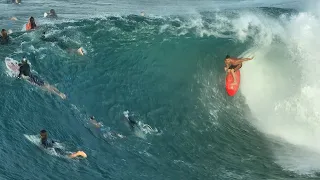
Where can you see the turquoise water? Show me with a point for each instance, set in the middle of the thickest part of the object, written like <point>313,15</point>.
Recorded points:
<point>167,69</point>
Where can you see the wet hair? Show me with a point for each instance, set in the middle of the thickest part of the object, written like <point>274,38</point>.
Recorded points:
<point>33,24</point>
<point>43,131</point>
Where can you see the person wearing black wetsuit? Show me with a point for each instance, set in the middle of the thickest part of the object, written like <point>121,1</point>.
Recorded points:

=====

Required action = In the material above, repeat each entry exactly and omit every picture.

Your response =
Where can you see the turquoise water? Show me with a point for each instance, set in the middle of the thickest part of the object, written like <point>313,15</point>.
Recorded points:
<point>167,69</point>
Where can you see the wet hair? Show me with a point for each instance, set in the middle of the thickest part of the object, written like <point>274,38</point>.
Recorded points:
<point>33,24</point>
<point>43,131</point>
Where can you see the person wearing black wetsuit? Show me with a point for each instance, set in the middle of the thickest part of the object, written like <point>121,1</point>.
Recorded points:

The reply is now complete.